__Activity__
Copy the data below verbatim, leaving no line out.

Stored dataset items
----------

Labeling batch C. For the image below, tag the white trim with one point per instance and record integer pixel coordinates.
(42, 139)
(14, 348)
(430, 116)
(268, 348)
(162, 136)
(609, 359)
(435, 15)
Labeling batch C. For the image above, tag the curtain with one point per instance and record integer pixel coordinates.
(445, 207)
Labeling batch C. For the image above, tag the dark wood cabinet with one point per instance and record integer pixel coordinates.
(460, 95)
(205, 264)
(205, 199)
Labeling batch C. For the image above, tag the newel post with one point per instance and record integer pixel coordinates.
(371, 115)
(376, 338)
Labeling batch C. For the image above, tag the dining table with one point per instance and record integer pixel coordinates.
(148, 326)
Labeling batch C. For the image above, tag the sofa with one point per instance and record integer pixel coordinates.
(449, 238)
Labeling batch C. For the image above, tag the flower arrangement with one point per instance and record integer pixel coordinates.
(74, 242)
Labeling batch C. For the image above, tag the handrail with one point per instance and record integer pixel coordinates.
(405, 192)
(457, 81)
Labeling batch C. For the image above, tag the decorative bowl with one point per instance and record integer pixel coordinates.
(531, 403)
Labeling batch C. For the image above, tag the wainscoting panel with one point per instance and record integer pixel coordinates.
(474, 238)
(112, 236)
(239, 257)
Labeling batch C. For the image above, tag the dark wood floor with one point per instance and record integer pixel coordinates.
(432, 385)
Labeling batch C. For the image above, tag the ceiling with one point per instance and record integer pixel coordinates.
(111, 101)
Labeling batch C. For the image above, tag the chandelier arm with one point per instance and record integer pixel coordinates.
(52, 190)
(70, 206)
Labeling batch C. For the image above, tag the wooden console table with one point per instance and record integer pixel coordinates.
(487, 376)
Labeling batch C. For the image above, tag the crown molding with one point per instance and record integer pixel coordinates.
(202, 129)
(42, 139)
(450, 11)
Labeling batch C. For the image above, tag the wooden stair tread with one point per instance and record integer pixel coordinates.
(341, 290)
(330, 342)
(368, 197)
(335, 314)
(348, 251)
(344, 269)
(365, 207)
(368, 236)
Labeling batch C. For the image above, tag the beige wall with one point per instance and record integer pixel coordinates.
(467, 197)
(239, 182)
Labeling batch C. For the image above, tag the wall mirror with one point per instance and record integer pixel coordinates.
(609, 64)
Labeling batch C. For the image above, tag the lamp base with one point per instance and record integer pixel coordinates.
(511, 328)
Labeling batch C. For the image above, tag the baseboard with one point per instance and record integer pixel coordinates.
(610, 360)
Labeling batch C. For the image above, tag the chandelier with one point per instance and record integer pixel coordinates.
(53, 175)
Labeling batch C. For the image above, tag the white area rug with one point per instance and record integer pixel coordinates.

----------

__Exercise output__
Labeling batch C. For the image below, tag the white trim with one point per instance and record integer pixel coordinates.
(42, 139)
(14, 348)
(430, 116)
(268, 348)
(162, 136)
(609, 359)
(435, 15)
Labeling batch C. For the image above, tag the curtain with one point per instance and record integer pixel coordinates.
(445, 207)
Labeling batch C. For the image above, tag the dark wood cabinet with one point per instance and record integer pixel coordinates.
(460, 95)
(205, 264)
(205, 199)
Labeling batch C. For the image above, tag the newel post with one point per instance and record integer pixel coordinates.
(371, 115)
(376, 338)
Labeling batch C. For the image above, tag the dining table with one point per instance and record integer pixel coordinates.
(148, 326)
Labeling batch C. For the image above, tag the sofa with one point per instance and record integer pixel coordinates.
(449, 238)
Labeling batch C. For the image above, tag the flower arrangement with one point per instance and record integer pixel coordinates.
(74, 242)
Labeling batch C. For the image above, tag the handrail with one point per instance and record integer pixel coordinates.
(405, 192)
(457, 81)
Labeling batch C. For the image above, tag the decorative bowl with one point per instance and record integer pixel coordinates.
(531, 403)
Labeling batch C. For the image above, tag the wainscoting panel with one point per instance and record integer pixel coordinates.
(474, 238)
(112, 236)
(239, 257)
Labeling batch C. For the image above, tag the dark wood floor with one point per instance and record integer pixel coordinates.
(432, 385)
Labeling batch C. For the image above, tag the ceiling with one point per instance and record integer pixel coordinates.
(111, 101)
Labeling batch C. For the image above, tag the chandelier arm with one point per instance and record integer pixel coordinates.
(52, 190)
(70, 206)
Labeling batch C. For the image above, tag the wooden console table with one point per instance and record integer pixel coordinates.
(487, 376)
Labeling batch C. For the image above, tag the crown molding with one point per instance and record integer pixel coordinates.
(202, 129)
(42, 139)
(450, 11)
Labeling batch C. For the image above, tag the wooden stair tread with one point per instance and record integer pixel coordinates.
(341, 290)
(330, 342)
(368, 197)
(335, 314)
(348, 251)
(344, 269)
(365, 207)
(368, 236)
Labeling batch C. For the image above, tag the beige wall with one point per instance and record integer pixel coordinates.
(467, 197)
(239, 182)
Labeling batch C. For the image above, tag the wall mirror with one point per instance and record integer pixel coordinates.
(609, 64)
Labeling batch C. For the image above, tag the lamp base with one point per instance and record integer pixel coordinates.
(511, 328)
Labeling batch C. For the image above, tag the baseboard with one point per instance and record integer pixel coordinates.
(610, 360)
Labeling batch C. For the image above, tag the chandelier with one point per instance and record integer pixel coordinates.
(53, 175)
Labeling batch C. For the image above, tag the white area rug with one point per instance and record integer pixel coordinates.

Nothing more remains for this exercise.